(READING TEXT):
FIG. 6 is a graph illustrating characteristics of the semiconductor light emitting device.

FIG. 6 illustrates the measurement results of the contact resistance between the p-type GaN layer and the Ag layer when the reflecting electrode 40 (the Ag layer) is formed on the second semiconductor layer 20 (the p-type GaN layer) and heat treatment is performed subsequently in nitrogen and in oxygen. The horizontal axis of FIG. 6 is a temperature T (° C.) of the heat treatment; and the vertical axis of FIG. 6 is a contact resistance Rc (Ωcm²). In FIG. 6, the triangular symbols correspond to the heat treatment in nitrogen; and the round symbols correspond to the heat treatment in oxygen.

It can be seen from FIG. 6 that the contact resistance Rc is high for the heat treatment in nitrogen (the triangular symbols). Conversely, the contact resistance is low for the heat treatment in oxygen (the round symbols). Thus, heat treatment in an atmosphere including oxygen is effective to obtain a low contact resistance Rc.

However, in the case where heat treatment in oxygen is performed on the Ag layer formed on the p-type GaN layer, migration of the Ag occurs; and stable characteristics cannot be obtained.

It is conceivable to form another metal layer on the Ag layer to suppress the migration. However, for example, in a configuration in which a Pt layer, a Rh layer, a Ni layer, or an Al layer is formed on the Ag layer, it was learned that the operating voltage Vf of the semiconductor light emitting device increases; and the light output decreases easily.

By analyses of the inventor of the application, it was learned that, for example, the light emission intensity is lower at the central portion of the reflecting electrode 40 than at the peripheral portion for a configuration in which a Ni layer is formed on the Ag layer of the reflecting electrode 40. It is conceivable that this is because Ni does not transmit oxygen. In other words, it is conceivable that at the peripheral portion, the contact resistance Rc between the p-type GaN layer and the Ag layer decreases because oxygen is supplied to the Ag layer via the end surface of the Ag layer; while at the central portion, the contact resistance Rc does not decrease sufficiently because oxygen is not supplied to the Ag layer. In other words, ohmic contact is obtained only at the circumferential edge portion of the reflecting electrode 40; and ohmic contact is not obtained at the central portion of the reflecting electrode 40. Therefore, the operating voltage Vf increases because a uniform current cannot be injected. Then, the obtained light output also decreases. In other words, the luminous efficiency is low. Also, by analyzing a sample in which a Ni layer was formed on the Ag layer, a phenomenon was observed in which the Ni element diffused into the interface between the Ag layer and the p-type GaN layer.

Thus, the operating voltage Vf increases and the light output easily decreases in a configuration in which another metal layer is formed on the Ag layer to suppress the migration.

(PROVIDED RECORDS):
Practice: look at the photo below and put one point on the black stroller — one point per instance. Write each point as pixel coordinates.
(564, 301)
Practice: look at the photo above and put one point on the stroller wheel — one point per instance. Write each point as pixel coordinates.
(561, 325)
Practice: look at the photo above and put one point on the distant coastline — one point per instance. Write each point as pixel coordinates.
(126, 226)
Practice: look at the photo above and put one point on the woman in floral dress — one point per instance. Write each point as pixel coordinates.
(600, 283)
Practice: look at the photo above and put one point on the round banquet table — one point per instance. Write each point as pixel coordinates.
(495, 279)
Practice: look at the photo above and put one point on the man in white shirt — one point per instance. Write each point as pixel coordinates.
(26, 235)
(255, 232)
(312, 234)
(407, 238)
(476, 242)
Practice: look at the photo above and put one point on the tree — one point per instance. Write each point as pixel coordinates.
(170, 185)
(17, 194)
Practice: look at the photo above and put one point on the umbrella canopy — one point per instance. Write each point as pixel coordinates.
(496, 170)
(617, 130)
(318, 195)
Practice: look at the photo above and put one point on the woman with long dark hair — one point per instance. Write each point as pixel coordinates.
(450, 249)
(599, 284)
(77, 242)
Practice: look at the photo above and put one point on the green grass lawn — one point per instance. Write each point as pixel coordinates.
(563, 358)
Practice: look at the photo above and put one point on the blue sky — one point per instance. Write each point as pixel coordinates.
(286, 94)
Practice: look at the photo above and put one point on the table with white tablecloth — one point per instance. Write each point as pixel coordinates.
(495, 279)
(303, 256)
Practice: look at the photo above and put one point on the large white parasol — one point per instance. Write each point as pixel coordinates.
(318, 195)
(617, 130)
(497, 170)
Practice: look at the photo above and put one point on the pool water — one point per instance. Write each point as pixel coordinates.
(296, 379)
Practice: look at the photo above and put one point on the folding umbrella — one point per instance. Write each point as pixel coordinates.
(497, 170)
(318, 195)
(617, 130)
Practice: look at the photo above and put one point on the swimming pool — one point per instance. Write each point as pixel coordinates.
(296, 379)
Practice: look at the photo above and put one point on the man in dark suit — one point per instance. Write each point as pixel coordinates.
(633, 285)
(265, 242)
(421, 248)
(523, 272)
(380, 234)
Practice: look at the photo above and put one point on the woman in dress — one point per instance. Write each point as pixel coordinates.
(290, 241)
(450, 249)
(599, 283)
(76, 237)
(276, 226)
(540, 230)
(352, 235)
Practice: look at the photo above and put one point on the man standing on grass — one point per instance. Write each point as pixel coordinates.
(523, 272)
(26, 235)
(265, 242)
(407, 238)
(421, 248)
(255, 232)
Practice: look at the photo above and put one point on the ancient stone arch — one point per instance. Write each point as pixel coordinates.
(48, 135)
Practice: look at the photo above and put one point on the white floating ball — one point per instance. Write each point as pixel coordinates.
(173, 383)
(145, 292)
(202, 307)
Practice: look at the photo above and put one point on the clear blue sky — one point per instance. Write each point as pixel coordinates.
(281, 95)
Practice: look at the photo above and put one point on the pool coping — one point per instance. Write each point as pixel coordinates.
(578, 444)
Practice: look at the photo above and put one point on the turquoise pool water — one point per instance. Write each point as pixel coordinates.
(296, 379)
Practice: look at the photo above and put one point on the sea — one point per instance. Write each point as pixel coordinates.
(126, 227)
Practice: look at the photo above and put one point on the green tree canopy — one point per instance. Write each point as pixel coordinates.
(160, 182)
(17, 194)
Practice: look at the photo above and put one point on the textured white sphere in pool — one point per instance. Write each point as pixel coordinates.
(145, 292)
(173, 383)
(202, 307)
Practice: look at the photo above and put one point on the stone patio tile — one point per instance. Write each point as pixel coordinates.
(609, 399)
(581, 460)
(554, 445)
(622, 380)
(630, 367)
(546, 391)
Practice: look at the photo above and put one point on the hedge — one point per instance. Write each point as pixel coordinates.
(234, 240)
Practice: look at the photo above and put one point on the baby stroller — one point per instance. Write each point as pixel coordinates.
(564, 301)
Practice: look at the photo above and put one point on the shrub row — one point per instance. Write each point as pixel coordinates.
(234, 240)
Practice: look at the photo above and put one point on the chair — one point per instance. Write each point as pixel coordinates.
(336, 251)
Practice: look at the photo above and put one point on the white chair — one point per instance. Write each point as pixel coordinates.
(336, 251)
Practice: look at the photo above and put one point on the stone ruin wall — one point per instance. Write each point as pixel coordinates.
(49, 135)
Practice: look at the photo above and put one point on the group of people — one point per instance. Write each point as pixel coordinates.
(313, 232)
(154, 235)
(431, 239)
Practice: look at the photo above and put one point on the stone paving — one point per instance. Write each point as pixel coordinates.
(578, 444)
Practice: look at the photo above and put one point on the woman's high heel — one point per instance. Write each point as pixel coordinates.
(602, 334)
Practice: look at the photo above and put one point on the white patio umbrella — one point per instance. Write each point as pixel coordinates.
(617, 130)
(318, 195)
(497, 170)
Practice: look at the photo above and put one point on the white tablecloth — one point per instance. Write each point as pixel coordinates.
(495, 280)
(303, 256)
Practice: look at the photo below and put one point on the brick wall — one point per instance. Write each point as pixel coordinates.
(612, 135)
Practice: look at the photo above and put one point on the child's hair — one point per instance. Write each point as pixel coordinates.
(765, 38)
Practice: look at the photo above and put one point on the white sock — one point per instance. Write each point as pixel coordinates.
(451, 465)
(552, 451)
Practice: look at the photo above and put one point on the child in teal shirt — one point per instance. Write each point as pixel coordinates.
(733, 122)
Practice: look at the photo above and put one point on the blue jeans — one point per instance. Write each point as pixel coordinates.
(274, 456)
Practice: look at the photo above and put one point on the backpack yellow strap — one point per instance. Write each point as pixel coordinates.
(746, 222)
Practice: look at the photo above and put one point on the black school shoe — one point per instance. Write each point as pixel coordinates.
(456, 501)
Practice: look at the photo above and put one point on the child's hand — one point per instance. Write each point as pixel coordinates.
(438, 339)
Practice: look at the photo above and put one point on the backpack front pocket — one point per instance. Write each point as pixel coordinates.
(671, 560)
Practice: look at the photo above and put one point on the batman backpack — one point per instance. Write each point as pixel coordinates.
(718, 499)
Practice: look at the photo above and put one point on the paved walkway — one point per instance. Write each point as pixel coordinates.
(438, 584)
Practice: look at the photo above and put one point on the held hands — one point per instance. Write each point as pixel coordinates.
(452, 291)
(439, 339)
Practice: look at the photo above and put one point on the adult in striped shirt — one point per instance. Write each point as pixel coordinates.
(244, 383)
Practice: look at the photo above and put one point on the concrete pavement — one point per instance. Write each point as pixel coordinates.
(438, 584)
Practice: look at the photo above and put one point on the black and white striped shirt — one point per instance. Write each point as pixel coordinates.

(REQUESTS):
a) Transcribe the passage on the reflecting electrode from "FIG. 6 is a graph" up to and including "treatment in oxygen.".
b) Using the passage on the reflecting electrode, decide whether each statement agrees with it, answering yes or no and quoting the words that settle it. (i) In FIG. 6, the round symbols stand for heat treatment in nitrogen. (ii) Heat treatment in oxygen gives a low contact resistance. (iii) With a Ni layer on the Ag layer, light emission is stronger at the central portion of the reflecting electrode than at the peripheral portion.
c) Extend the passage on the reflecting electrode, picking up after its final sentence.

(RESULTS OF THE EXERCISE):
a)
FIG. 6 is a graph illustrating characteristics of the semiconductor light emitting device.

FIG. 6 illustrates the measurement results of the contact resistance between the p-type GaN layer and the Ag layer when the reflecting electrode 40 (the Ag layer) is formed on the second semiconductor layer 20 (the p-type GaN layer) and heat treatment is performed subsequently in nitrogen and in oxygen. The horizontal axis of FIG. 6 is a temperature T (° C.) of the heat treatment; and the vertical axis of FIG. 6 is a contact resistance Rc (Ωcm²). In FIG. 6, the triangular symbols correspond to the heat treatment in nitrogen; and the round symbols correspond to the heat treatment in oxygen.

b)
(i) No: "the round symbols correspond to the heat treatment in oxygen."
(ii) Yes: "Conversely, the contact resistance is low for the heat treatment in oxygen (the round symbols)."
(iii) No: "the light emission intensity is lower at the central portion of the reflecting electrode 40 than at the peripheral portion"

c)
In the embodiment, the heat treatment is performed in the state in which the oxide layer 41 is formed on the reflecting electrode 40 (the Ag layer). In such a case, a low contact resistance is obtained by performing the heat treatment in the oxygen atmosphere. Then, the oxygen can be supplied uniformly to the Ag layer because the oxide layer 41 transmits the oxygen. Thereby, a uniform and low contact resistance Rc is obtained inside the surface of the reflecting electrode 40. Thereby, the increase of the operating voltage Vf and the decrease of the light output can be suppressed. Further, the migration of the Ag is suppressed during and after the heat treatment because the reflecting electrode 40 is substantially covered with the oxide layer 41.

The reliability decreases easily in a configuration in which only the oxide layer 41 is provided on the reflecting electrode 40 of Ag. In other words, the oxide layer 41 easily transmits impurities such as moisture and the like. For example, the migration of the Ag occurs easily in the case where water reaches the Ag layer via the oxide layer 41. For example, sulfides of the Ag occur and the desired characteristics are not obtained in the case where sulfur (S) reaches the Ag layer via the oxide layer 41. Other elements included in the metal layer 50 and the bonding layer 61 easily diffuse via the oxide layer 41 to the interface between the Ag layer and the p-type GaN layer.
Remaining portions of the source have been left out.